State legislators in Sacramento have passed plenty of bills on fentanyl treatment and recovery services, but the bills intended to punish dealers and users of the drug have stalled.

In the final week of April, the Chronicle reported that state Assemblymembers stalled two bills that would have increased punishment for fentanyl dealers, on the grounds that someone could be punished for unknowingly giving fentanyl to another person, as the drug is often part of cross-contamination or sold under the pretense that it’s a different drug. Earlier that week, they put a pause on a separate bill that would have penalized people for selling fentanyl on social media. That same week in the state Senate, a bill that would have allowed homicide charges for fentanyl dealers also stalled in committee.

Today’s Chronicle picks up on this as a pattern, where state legislators are more inclined to pass treatment laws than punishment laws. Their rationale is largely that the harsher punishment bills would unfairly target casual users, who may not have even intended to use fentanyl, instead of punishing the drug cartels and kingpins. At the same time, they have been able to pass bills promoting Narcan and addiction treatment.

“We need to take a two-pronged approach,” Assemblymember Liz Ortega (D-San Leandro) told the Chronicle. “It’s a public safety issue but also public health, and I went toward public health first.”

Ortega did successfully get her bill requiring insurers to cover the cost of Narcan though the committee.

RECORDS SUPPLIED:
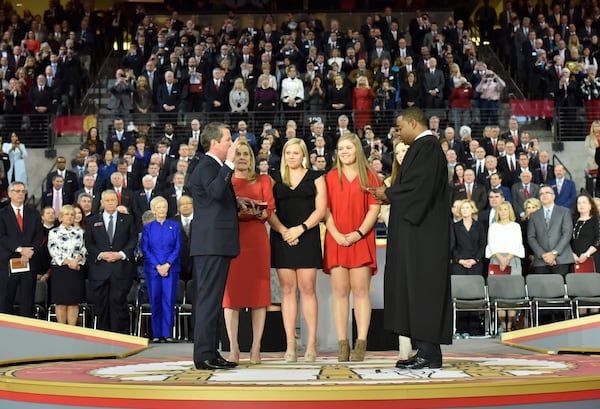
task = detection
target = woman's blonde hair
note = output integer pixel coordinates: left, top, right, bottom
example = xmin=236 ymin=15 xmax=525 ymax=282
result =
xmin=333 ymin=132 xmax=379 ymax=189
xmin=494 ymin=202 xmax=517 ymax=222
xmin=279 ymin=138 xmax=309 ymax=186
xmin=58 ymin=205 xmax=75 ymax=223
xmin=238 ymin=141 xmax=257 ymax=183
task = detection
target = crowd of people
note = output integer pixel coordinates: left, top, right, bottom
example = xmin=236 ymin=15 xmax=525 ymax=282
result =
xmin=0 ymin=2 xmax=600 ymax=369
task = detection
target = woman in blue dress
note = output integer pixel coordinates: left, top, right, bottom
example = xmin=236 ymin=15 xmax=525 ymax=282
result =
xmin=142 ymin=196 xmax=181 ymax=342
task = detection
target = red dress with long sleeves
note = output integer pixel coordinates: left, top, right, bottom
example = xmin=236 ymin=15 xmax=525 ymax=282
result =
xmin=223 ymin=175 xmax=275 ymax=308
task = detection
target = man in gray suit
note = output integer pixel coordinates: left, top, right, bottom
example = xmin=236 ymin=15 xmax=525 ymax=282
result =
xmin=510 ymin=170 xmax=540 ymax=219
xmin=527 ymin=186 xmax=573 ymax=276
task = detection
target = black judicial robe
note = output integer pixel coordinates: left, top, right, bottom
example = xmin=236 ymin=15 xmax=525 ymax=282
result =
xmin=384 ymin=134 xmax=452 ymax=344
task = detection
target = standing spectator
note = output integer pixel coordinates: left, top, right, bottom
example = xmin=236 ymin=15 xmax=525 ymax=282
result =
xmin=142 ymin=196 xmax=181 ymax=342
xmin=85 ymin=190 xmax=137 ymax=334
xmin=107 ymin=68 xmax=134 ymax=122
xmin=352 ymin=75 xmax=375 ymax=130
xmin=485 ymin=202 xmax=525 ymax=275
xmin=571 ymin=193 xmax=600 ymax=273
xmin=527 ymin=186 xmax=573 ymax=276
xmin=269 ymin=138 xmax=327 ymax=362
xmin=450 ymin=199 xmax=486 ymax=276
xmin=2 ymin=132 xmax=27 ymax=188
xmin=548 ymin=164 xmax=577 ymax=211
xmin=449 ymin=77 xmax=473 ymax=129
xmin=48 ymin=205 xmax=87 ymax=325
xmin=223 ymin=141 xmax=275 ymax=364
xmin=0 ymin=181 xmax=43 ymax=317
xmin=475 ymin=69 xmax=506 ymax=125
xmin=323 ymin=133 xmax=381 ymax=362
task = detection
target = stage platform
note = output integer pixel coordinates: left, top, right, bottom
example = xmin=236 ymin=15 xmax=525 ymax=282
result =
xmin=0 ymin=338 xmax=600 ymax=409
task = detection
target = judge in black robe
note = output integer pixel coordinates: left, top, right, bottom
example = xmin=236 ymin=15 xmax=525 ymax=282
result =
xmin=375 ymin=108 xmax=452 ymax=369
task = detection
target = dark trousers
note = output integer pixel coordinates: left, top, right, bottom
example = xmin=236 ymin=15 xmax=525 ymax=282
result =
xmin=194 ymin=256 xmax=231 ymax=364
xmin=414 ymin=339 xmax=442 ymax=361
xmin=89 ymin=270 xmax=133 ymax=334
xmin=0 ymin=271 xmax=37 ymax=318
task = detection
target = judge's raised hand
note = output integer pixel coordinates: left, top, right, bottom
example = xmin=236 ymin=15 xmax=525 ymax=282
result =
xmin=373 ymin=186 xmax=390 ymax=204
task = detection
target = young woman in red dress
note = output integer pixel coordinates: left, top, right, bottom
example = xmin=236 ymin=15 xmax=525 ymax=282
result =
xmin=323 ymin=133 xmax=381 ymax=362
xmin=223 ymin=141 xmax=275 ymax=364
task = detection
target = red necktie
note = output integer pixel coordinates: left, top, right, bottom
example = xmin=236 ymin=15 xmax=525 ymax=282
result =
xmin=17 ymin=209 xmax=23 ymax=231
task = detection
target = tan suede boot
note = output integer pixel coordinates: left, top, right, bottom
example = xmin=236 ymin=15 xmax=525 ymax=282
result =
xmin=338 ymin=339 xmax=350 ymax=362
xmin=350 ymin=339 xmax=367 ymax=361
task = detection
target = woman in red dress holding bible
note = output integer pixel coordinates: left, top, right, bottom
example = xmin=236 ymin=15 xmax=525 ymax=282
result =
xmin=223 ymin=141 xmax=275 ymax=364
xmin=323 ymin=133 xmax=381 ymax=362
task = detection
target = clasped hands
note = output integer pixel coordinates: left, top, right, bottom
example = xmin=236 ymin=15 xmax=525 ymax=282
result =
xmin=542 ymin=251 xmax=556 ymax=266
xmin=236 ymin=197 xmax=267 ymax=219
xmin=98 ymin=251 xmax=122 ymax=263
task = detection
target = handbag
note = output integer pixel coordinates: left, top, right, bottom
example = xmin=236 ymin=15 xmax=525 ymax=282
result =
xmin=488 ymin=263 xmax=512 ymax=276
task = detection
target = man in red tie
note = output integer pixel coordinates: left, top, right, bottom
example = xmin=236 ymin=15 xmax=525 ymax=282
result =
xmin=0 ymin=181 xmax=42 ymax=317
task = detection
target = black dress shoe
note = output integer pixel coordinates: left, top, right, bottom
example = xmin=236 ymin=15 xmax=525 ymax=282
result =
xmin=215 ymin=356 xmax=237 ymax=368
xmin=404 ymin=356 xmax=442 ymax=369
xmin=195 ymin=359 xmax=233 ymax=370
xmin=396 ymin=354 xmax=417 ymax=368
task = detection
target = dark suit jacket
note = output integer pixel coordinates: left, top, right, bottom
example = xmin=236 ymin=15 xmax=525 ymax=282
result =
xmin=451 ymin=183 xmax=487 ymax=211
xmin=40 ymin=188 xmax=73 ymax=209
xmin=161 ymin=185 xmax=191 ymax=217
xmin=46 ymin=169 xmax=79 ymax=203
xmin=132 ymin=189 xmax=160 ymax=232
xmin=73 ymin=188 xmax=102 ymax=214
xmin=0 ymin=205 xmax=43 ymax=272
xmin=548 ymin=178 xmax=577 ymax=211
xmin=85 ymin=212 xmax=137 ymax=280
xmin=190 ymin=155 xmax=240 ymax=257
xmin=0 ymin=205 xmax=43 ymax=316
xmin=173 ymin=215 xmax=194 ymax=281
xmin=156 ymin=83 xmax=185 ymax=112
xmin=527 ymin=204 xmax=573 ymax=267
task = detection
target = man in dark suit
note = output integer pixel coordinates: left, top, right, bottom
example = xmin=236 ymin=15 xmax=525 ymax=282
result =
xmin=104 ymin=118 xmax=135 ymax=152
xmin=527 ymin=186 xmax=573 ymax=276
xmin=85 ymin=190 xmax=137 ymax=334
xmin=133 ymin=175 xmax=160 ymax=232
xmin=548 ymin=165 xmax=577 ymax=211
xmin=190 ymin=123 xmax=240 ymax=369
xmin=73 ymin=175 xmax=104 ymax=214
xmin=0 ymin=182 xmax=43 ymax=317
xmin=46 ymin=156 xmax=79 ymax=202
xmin=173 ymin=195 xmax=194 ymax=282
xmin=156 ymin=71 xmax=186 ymax=123
xmin=41 ymin=175 xmax=73 ymax=217
xmin=533 ymin=151 xmax=556 ymax=185
xmin=452 ymin=169 xmax=487 ymax=211
xmin=161 ymin=172 xmax=189 ymax=217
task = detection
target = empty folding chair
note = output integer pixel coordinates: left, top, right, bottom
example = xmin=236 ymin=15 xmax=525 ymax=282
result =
xmin=566 ymin=273 xmax=600 ymax=318
xmin=527 ymin=274 xmax=573 ymax=327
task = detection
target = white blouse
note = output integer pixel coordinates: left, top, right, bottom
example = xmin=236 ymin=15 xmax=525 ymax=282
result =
xmin=485 ymin=222 xmax=525 ymax=258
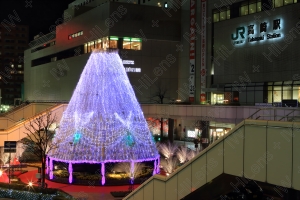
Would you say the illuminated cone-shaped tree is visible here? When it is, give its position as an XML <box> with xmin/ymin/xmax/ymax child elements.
<box><xmin>48</xmin><ymin>50</ymin><xmax>159</xmax><ymax>184</ymax></box>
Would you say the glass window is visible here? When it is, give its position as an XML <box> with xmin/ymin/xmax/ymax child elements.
<box><xmin>123</xmin><ymin>38</ymin><xmax>131</xmax><ymax>49</ymax></box>
<box><xmin>241</xmin><ymin>5</ymin><xmax>248</xmax><ymax>16</ymax></box>
<box><xmin>249</xmin><ymin>3</ymin><xmax>256</xmax><ymax>14</ymax></box>
<box><xmin>109</xmin><ymin>40</ymin><xmax>118</xmax><ymax>49</ymax></box>
<box><xmin>273</xmin><ymin>86</ymin><xmax>282</xmax><ymax>102</ymax></box>
<box><xmin>214</xmin><ymin>13</ymin><xmax>220</xmax><ymax>22</ymax></box>
<box><xmin>220</xmin><ymin>11</ymin><xmax>227</xmax><ymax>21</ymax></box>
<box><xmin>274</xmin><ymin>81</ymin><xmax>282</xmax><ymax>85</ymax></box>
<box><xmin>84</xmin><ymin>44</ymin><xmax>88</xmax><ymax>53</ymax></box>
<box><xmin>227</xmin><ymin>10</ymin><xmax>230</xmax><ymax>19</ymax></box>
<box><xmin>293</xmin><ymin>86</ymin><xmax>300</xmax><ymax>101</ymax></box>
<box><xmin>284</xmin><ymin>0</ymin><xmax>294</xmax><ymax>5</ymax></box>
<box><xmin>274</xmin><ymin>0</ymin><xmax>283</xmax><ymax>8</ymax></box>
<box><xmin>131</xmin><ymin>38</ymin><xmax>142</xmax><ymax>50</ymax></box>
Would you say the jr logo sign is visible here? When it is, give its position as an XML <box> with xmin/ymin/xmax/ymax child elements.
<box><xmin>231</xmin><ymin>18</ymin><xmax>283</xmax><ymax>45</ymax></box>
<box><xmin>231</xmin><ymin>26</ymin><xmax>245</xmax><ymax>40</ymax></box>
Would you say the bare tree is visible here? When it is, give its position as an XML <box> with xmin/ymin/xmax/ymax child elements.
<box><xmin>20</xmin><ymin>111</ymin><xmax>58</xmax><ymax>187</ymax></box>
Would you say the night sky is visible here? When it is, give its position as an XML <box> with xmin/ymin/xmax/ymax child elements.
<box><xmin>0</xmin><ymin>0</ymin><xmax>74</xmax><ymax>41</ymax></box>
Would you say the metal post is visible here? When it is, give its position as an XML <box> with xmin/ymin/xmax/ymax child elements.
<box><xmin>8</xmin><ymin>152</ymin><xmax>11</xmax><ymax>184</ymax></box>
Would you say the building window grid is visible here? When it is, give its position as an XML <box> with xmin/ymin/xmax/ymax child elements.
<box><xmin>224</xmin><ymin>81</ymin><xmax>300</xmax><ymax>105</ymax></box>
<box><xmin>68</xmin><ymin>31</ymin><xmax>83</xmax><ymax>40</ymax></box>
<box><xmin>213</xmin><ymin>0</ymin><xmax>300</xmax><ymax>23</ymax></box>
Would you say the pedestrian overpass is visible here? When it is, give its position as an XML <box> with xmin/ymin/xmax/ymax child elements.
<box><xmin>0</xmin><ymin>103</ymin><xmax>300</xmax><ymax>200</ymax></box>
<box><xmin>123</xmin><ymin>120</ymin><xmax>300</xmax><ymax>200</ymax></box>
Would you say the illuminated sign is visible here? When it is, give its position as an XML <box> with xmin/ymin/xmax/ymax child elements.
<box><xmin>187</xmin><ymin>130</ymin><xmax>196</xmax><ymax>138</ymax></box>
<box><xmin>123</xmin><ymin>60</ymin><xmax>134</xmax><ymax>65</ymax></box>
<box><xmin>231</xmin><ymin>19</ymin><xmax>283</xmax><ymax>45</ymax></box>
<box><xmin>125</xmin><ymin>67</ymin><xmax>142</xmax><ymax>73</ymax></box>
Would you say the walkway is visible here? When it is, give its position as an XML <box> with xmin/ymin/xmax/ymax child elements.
<box><xmin>18</xmin><ymin>170</ymin><xmax>137</xmax><ymax>200</ymax></box>
<box><xmin>124</xmin><ymin>120</ymin><xmax>300</xmax><ymax>200</ymax></box>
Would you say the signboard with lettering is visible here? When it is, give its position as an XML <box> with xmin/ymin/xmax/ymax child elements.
<box><xmin>4</xmin><ymin>141</ymin><xmax>17</xmax><ymax>153</ymax></box>
<box><xmin>231</xmin><ymin>18</ymin><xmax>283</xmax><ymax>46</ymax></box>
<box><xmin>189</xmin><ymin>0</ymin><xmax>196</xmax><ymax>102</ymax></box>
<box><xmin>200</xmin><ymin>0</ymin><xmax>207</xmax><ymax>103</ymax></box>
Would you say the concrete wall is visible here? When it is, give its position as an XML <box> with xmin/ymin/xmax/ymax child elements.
<box><xmin>124</xmin><ymin>120</ymin><xmax>300</xmax><ymax>200</ymax></box>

TASKS FOR THIS EXERCISE:
1) Can you repeat the article on Sacramento's fentanyl bills word for word, from "In the final" up to and including "stalled in committee."?
2) Could you go on with the article about fentanyl legislation in Sacramento, picking up after its final sentence?

THE ANSWERS:
1)
In the final week of April, the Chronicle reported that state Assemblymembers stalled two bills that would have increased punishment for fentanyl dealers, on the grounds that someone could be punished for unknowingly giving fentanyl to another person, as the drug is often part of cross-contamination or sold under the pretense that it’s a different drug. Earlier that week, they put a pause on a separate bill that would have penalized people for selling fentanyl on social media. That same week in the state Senate, a bill that would have allowed homicide charges for fentanyl dealers also stalled in committee.

2)
And it’s a fair question whether the War on Drugs-style tactics of the 1980s and 90s ever actually worked, The Chron points to a Pew Charitable Trust study showing that in 1980, there were 25,000 people in state or federal prison on drug charges, and by 2018 there were 300,000.

“The analysis found no statistically significant relationship between state drug imprisonment rates and three indicators of state drug problems: self-reported drug use, drug overdose deaths, and drug arrests,” the study says.

The Assembly committees have passed two bills increasing punishment for dealers, and one bill to add more police resources  to address fentanyl dealing. Those bills are still just proposals, and have not been heard on the full Senate or Assembly floor.

Related: San Francisco On Track To Hit Grim Record of Most Accidental Overdose Deaths This Year [SFist]

Image: fentanyl opiate in plastic bag in hand close-up (Getty Images)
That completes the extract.